EXERCISE BRIEF — The entries below are to be repeated exactly as they stand.

BEGIN

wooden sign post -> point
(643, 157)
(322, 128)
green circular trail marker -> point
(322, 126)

END

REPLY TO THE TASK —
wooden sign post -> point
(643, 157)
(322, 128)
green circular trail marker -> point
(322, 126)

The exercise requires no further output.